Questions on the material »
a) Summarize the text about George Macomber in two sentences.
b) According to the text about George Macomber, what degree did he earn from MIT?
c) List every person the text about George Macomber names as having teamed up with him to build Wildcat Mountain.

*** Quoted passage Section Begins ***

George Macomber passed away on December 13 at age 88.
American ski racing lost a giant Monday, when George Macomber passed away at age 88 in his sleep. George Macomber, a national champion in downhill and combined, whose surname is synonymous with ski racing in New England, died December 13, 2015 at age 88.
Raised in Massachusetts, Macomber raced for MIT, and was rarely off the podium. A slalom specialist, he nonetheless won the U.S. national downhill and combined championships in 1949. He was named to the U.S. Ski Team for the 1948 and 1952 Olympics, and for the 1950 World Championships at Aspen.
Macomber teamed up with Brooks Dodge, Malcolm McLean and Mack Beal to build Wildcat Mountain in New Hampshire in the 1950s. He was an early member and president of the U.S. Eastern Alpine Ski Association and held membership number 100015. He was also instrumental in constructing ski hills and installing snowmaking at Eaglebrook School, the Dartmouth Skiway and Mittersill. He served as a member of the U.S. Ski Team Foundation and won several national Masters racing championships.
Macomber learned the basics on hills near Newton, MA, before he began racing at the Eaglebrook School in Greenfield, MA. After World War II, Macomber spent a winter at Alta working for Alf Engen, and then two seasons at Sun Valley. He also received some instruction from Dartmouth coach Walter Prager.
He graduated from MIT with a degree in mechanical engineering and served as president and CEO of George BH Macomber Builders and Macomber Development Associates. The firm built the New England Aquarium’s IMAX theatre and renovated Faneuil Hall Marketplace and the Isabella Stewart Gardner Museum.
George and his wife Andy contributed $1 million to establish the Macomber Family Endowed Scholar for Cardiovascular Performance Innovation at Massachusetts General Hospital. The hospital’s cardiovascular performance program is the first nationally to explore cardiac care for competitive athletes.
He is survived by his wife, Andy, a former USSA official, daughter Grace Bird and sons John and Jory—USSA’s current VP, Athlete Career and Education and incoming Burke Mountain Academy head of school. All three children served as Dartmouth Ski Team captains, a legacy currently being carried out by one his eight grandchildren.

*** Quoted passage Section Ends ***
*** Extracted records Section Begins ***

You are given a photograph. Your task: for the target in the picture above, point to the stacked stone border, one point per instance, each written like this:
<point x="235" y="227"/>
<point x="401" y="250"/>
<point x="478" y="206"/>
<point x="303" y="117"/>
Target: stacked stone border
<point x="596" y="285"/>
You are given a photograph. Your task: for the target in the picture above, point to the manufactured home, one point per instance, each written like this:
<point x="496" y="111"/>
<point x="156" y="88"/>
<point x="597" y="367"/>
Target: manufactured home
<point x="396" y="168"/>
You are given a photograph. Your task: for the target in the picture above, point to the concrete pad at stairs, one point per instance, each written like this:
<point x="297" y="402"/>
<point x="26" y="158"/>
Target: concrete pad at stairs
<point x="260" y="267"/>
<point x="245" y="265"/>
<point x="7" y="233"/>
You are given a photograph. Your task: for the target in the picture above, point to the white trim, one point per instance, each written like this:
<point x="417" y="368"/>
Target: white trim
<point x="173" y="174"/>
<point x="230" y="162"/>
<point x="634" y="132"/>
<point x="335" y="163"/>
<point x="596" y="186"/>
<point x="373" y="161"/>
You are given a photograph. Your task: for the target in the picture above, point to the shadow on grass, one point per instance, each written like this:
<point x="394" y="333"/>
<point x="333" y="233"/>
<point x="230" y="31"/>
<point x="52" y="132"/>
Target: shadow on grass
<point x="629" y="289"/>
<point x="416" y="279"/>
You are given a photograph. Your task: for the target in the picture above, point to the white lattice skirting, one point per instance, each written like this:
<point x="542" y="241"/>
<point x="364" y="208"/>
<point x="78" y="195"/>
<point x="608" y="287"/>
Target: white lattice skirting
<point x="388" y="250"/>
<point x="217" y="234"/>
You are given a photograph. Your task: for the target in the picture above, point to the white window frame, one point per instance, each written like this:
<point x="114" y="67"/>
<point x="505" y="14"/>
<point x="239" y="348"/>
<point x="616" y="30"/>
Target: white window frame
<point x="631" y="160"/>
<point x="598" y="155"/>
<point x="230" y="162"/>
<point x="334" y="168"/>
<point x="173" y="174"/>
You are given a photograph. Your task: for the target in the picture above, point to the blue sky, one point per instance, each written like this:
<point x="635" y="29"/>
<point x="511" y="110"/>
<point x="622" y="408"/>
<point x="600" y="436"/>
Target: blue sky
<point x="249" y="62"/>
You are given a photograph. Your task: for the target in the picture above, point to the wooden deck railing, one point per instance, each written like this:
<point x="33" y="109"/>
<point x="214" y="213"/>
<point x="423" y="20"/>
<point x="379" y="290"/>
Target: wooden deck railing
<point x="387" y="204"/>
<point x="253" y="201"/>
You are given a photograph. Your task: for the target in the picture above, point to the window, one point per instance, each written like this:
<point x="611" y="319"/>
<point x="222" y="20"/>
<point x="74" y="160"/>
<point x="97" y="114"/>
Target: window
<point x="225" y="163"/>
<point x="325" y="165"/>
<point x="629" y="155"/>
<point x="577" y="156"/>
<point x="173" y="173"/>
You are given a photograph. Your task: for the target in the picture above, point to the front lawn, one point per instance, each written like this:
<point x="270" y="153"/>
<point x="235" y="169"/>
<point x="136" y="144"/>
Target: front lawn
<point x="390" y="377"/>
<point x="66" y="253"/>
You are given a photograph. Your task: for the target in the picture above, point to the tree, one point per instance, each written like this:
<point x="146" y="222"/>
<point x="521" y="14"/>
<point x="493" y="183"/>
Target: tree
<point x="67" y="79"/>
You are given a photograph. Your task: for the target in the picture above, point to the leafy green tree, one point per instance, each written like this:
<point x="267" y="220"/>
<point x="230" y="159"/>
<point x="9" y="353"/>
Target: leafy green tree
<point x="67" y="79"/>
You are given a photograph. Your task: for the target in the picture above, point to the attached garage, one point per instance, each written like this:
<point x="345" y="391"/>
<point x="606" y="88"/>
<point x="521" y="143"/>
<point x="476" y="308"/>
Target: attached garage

*** Extracted records Section Ends ***

Responses by task »
a) George Macomber, a Massachusetts-raised ski racer who won the 1949 U.S. national downhill and combined championships and was named to the U.S. Ski Team for the 1948 and 1952 Olympics, died on December 13, 2015, at age 88. He also helped build Wildcat Mountain and other ski facilities, led a construction firm, and with his wife gave $1 million to establish an endowed position in cardiovascular performance innovation at Massachusetts General Hospital.

b) A degree in mechanical engineering.

c) Brooks Dodge, Malcolm McLean and Mack Beal.